Work required -> Every line from the one that contains "Phrase: chair backrest" to the end of the records must be restated word for word. No other line belongs in the answer.
******************************
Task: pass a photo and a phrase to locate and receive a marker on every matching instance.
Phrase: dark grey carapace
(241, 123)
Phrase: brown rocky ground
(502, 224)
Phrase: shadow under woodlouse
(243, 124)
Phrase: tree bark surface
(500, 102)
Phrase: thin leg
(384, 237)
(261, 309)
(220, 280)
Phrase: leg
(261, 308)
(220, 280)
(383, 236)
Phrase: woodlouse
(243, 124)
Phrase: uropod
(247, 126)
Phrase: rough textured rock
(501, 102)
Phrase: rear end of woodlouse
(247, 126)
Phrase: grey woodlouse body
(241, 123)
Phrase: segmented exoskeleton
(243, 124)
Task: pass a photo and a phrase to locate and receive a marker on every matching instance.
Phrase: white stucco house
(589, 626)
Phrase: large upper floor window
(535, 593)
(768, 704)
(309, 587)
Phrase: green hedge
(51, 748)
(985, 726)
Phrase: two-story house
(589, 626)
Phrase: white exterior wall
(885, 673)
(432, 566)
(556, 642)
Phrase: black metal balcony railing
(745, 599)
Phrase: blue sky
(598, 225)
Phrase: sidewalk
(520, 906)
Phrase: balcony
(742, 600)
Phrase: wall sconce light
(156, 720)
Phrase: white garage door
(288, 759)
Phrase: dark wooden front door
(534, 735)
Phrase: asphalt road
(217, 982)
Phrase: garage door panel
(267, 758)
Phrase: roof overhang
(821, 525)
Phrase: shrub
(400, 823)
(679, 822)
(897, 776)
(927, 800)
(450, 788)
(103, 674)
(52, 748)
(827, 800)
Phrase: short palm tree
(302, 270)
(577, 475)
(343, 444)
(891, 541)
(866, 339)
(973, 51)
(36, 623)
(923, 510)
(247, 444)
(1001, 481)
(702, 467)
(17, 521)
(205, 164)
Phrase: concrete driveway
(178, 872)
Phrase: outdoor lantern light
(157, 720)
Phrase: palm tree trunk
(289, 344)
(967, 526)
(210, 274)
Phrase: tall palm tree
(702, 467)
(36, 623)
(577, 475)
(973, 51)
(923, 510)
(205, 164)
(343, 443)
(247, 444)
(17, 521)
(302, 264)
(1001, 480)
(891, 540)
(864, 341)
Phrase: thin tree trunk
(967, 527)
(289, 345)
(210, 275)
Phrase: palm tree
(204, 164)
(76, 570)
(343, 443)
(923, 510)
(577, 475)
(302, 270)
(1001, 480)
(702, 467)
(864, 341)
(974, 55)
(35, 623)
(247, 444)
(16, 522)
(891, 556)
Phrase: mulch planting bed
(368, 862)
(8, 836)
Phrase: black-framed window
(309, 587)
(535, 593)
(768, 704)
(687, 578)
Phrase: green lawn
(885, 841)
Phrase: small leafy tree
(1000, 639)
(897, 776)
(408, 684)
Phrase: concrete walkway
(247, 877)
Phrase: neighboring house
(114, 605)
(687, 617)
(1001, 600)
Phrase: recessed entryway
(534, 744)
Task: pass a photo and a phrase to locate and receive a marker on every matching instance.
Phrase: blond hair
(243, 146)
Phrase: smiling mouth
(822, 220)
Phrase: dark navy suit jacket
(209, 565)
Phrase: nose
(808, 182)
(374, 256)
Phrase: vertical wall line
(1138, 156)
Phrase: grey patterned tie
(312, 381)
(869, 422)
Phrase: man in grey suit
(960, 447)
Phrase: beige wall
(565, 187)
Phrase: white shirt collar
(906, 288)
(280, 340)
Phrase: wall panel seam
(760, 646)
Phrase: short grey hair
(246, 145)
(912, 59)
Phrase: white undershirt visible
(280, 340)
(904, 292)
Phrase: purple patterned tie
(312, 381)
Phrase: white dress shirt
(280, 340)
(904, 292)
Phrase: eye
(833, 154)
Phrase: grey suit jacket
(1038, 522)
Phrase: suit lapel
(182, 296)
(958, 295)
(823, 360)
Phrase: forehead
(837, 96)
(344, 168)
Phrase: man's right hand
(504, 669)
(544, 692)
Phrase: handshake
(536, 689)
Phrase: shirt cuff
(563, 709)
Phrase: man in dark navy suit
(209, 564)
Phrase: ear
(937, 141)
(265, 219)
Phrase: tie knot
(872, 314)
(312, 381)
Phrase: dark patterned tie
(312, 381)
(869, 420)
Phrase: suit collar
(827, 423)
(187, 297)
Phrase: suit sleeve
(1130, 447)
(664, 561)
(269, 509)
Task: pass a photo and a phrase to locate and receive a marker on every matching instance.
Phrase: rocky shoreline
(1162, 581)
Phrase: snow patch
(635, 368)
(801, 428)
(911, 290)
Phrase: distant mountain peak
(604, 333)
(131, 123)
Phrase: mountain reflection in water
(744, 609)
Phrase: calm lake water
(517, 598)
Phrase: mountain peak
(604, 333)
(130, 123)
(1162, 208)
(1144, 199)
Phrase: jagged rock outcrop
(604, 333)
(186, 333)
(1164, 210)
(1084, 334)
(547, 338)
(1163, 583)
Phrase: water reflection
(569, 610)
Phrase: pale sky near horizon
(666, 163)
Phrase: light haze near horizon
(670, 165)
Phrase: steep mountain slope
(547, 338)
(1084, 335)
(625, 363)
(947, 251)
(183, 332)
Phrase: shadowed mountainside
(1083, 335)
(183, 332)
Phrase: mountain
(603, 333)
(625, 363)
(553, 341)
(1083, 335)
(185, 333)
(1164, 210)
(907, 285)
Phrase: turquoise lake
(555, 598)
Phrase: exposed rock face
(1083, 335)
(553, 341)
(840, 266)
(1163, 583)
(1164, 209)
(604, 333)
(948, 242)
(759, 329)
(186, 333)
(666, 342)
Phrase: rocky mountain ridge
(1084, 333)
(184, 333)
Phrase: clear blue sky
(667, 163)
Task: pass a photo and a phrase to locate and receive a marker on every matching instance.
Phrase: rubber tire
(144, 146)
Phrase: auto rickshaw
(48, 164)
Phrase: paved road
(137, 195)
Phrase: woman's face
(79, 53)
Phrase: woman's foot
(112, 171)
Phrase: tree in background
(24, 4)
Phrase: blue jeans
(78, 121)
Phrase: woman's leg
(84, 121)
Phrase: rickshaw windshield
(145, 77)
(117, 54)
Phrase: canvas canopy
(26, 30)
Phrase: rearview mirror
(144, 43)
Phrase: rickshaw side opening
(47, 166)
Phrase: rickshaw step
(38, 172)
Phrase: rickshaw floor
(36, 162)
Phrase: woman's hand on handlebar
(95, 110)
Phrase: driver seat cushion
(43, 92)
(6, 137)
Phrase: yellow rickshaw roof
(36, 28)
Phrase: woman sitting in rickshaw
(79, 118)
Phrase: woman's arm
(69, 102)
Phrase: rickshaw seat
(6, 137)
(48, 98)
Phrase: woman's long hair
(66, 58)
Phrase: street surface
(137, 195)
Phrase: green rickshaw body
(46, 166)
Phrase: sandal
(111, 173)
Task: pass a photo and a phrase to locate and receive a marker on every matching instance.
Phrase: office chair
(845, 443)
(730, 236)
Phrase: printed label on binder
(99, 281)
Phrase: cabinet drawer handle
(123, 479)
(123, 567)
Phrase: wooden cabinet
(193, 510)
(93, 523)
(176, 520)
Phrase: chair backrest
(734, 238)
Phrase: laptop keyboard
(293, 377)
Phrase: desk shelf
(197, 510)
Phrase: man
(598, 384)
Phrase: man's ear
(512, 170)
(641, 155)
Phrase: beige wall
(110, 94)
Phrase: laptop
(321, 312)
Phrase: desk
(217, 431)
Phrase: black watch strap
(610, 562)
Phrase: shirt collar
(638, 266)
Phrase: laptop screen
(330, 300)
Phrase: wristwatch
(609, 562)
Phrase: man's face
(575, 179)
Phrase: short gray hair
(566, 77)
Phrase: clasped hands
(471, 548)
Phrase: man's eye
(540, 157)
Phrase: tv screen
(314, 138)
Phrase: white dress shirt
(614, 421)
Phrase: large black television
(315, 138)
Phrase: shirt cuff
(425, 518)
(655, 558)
******************************
Written response ->
Phrase: chair backrest
(734, 238)
Phrase: laptop keyboard
(293, 377)
Phrase: desk shelf
(197, 510)
Phrase: man
(598, 384)
Phrase: man's ear
(512, 170)
(641, 155)
Phrase: beige wall
(110, 94)
Phrase: laptop
(321, 312)
Phrase: desk
(217, 431)
Phrase: black watch strap
(610, 562)
Phrase: shirt collar
(638, 266)
Phrase: laptop screen
(330, 300)
Phrase: wristwatch
(609, 562)
Phrase: man's face
(575, 179)
Phrase: short gray hair
(566, 77)
Phrase: clasped hands
(471, 548)
Phrase: man's eye
(540, 157)
Phrase: tv screen
(314, 138)
Phrase: white dress shirt
(614, 421)
Phrase: large black television
(315, 138)
Phrase: shirt cuff
(425, 518)
(655, 558)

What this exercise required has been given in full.